• **Written exercise 1**
In the compiler project description, what name can be hard-coded for the top-level expression?

═════ Extract to read ═════

You must implement a tokenizer, parser, type checker, IR generator and Assembly generator for the following language constructs, as instructed by the tasks in chapters 2-7. Chapter 4’s interpreter is optional but recommended.

Integer literals
Boolean literals (compiled to values 1 and 0 for now)
Binary operators +, -, *, /, %, ==, !=, <, <=, >, >=, and, or with precedence and left-associativity.
Unary operators - and not
Library functions print_int, read_int and print_bool
Blocks of statements
Local variables with initializers
Assignment statements (right-associative)
if-then and if-then-else
while loops

Functions (15p)

Initially our compiler only compiles a single top-level expression. Make it possible to define new functions as well.

Example:

fun square(x: Int): Int {
    return x * x;
}

fun vec_len_squared(x: Int, y: Int): Int {
    return square(x) + square(y);
}

fun print_int_twice(x: Int) {
    print_int(x);
    print_int(x);
}

print_int_twice(vec_len_squared(3, 4));

Guide:

Currently our language’s top-level syntactic element is one or more top-level expressions. Let’s change it to be a module instead. A module can contain function definitions in addition to the top-level expressions. (In this design, you should not consider modules and function definitions themselves to be expressions).

Make the following structural changes, but don’t write code to actually do anything with function definitions just yet:
- Define AST node types for function definitions and modules.
- Change the parser to emit a module AST node instead of an expression AST node. (For now it can emit a module containing just a top-level expression and no functions.)
- Change the interpreter, type-checker and IR generator to take a module AST node as input (For now they can ignore any functions and just work on the top-level expression.)
- Change the IR generator to return a dictionary of function names to instruction lists. You can hard-code ”main” as the name of the top-level expression.
- Change the Assembly generator to take this dictionary and emit Assembly code for each function.
In the parser, implement the parsing functions for modules and for function definitions.
In the stages that use a symbol table, put all user-defined functions in the symbol table and treat them similarly to how you’ve treated built-in functions so far.
- In the interpreter, map each user-defined function to a Python function that runs the interpreter on the user-defined function’s body.
- In the type-checker, map each user-defined function to a function type based on the type annotations.
- In the IR and Assembly generators, do the same as with built-in functions.
Change the type-checker, IR generator and Assembly generator to process function definitions in addition to the top-level expression.
Implement return ... expressions in all compiler stages.
Make incoming parameters available as variables in all compiler stages.

Also note:

Function calls and function return values must be correctly type-checked.

═════ Data lines ═════

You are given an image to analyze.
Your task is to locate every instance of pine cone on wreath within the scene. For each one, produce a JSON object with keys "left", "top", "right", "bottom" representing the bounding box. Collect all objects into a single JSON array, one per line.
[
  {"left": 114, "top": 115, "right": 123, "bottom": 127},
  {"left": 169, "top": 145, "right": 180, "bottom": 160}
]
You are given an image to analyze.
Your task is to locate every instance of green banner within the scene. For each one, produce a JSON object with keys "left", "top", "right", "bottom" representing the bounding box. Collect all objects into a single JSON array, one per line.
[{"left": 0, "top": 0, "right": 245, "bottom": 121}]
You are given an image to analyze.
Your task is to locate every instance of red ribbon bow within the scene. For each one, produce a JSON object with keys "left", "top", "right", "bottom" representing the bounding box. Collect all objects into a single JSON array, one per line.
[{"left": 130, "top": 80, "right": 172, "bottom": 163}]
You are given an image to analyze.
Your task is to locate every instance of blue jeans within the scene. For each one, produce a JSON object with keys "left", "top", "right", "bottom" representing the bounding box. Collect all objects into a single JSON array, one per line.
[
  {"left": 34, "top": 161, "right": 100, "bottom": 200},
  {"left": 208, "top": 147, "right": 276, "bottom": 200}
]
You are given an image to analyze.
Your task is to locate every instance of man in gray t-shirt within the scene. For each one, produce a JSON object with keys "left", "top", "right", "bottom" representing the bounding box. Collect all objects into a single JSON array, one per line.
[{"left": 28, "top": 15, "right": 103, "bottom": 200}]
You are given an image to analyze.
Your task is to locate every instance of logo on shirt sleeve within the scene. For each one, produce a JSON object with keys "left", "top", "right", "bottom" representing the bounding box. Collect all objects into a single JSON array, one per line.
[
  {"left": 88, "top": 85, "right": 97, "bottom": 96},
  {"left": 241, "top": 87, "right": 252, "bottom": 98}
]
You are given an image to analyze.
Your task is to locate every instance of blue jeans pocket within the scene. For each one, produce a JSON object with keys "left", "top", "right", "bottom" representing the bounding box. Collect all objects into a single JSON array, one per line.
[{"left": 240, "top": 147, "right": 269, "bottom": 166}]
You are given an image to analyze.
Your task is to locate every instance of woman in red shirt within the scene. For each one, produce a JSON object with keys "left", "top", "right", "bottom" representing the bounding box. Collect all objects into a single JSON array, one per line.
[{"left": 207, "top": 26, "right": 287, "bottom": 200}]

═════
═════ Data lines ═════

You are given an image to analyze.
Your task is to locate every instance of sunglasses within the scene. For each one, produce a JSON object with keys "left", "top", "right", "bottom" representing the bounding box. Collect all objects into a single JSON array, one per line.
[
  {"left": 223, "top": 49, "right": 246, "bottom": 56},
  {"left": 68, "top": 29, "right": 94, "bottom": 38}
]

═════

• **Written exercise 2**
Please pick out every line of the entries that contains the string "cone", matching case exactly.

• **Full answer 1**
"main"

• **Full answer 2**
Your task is to locate every instance of pine cone on wreath within the scene. For each one, produce a JSON object with keys "left", "top", "right", "bottom" representing the bounding box. Collect all objects into a single JSON array, one per line.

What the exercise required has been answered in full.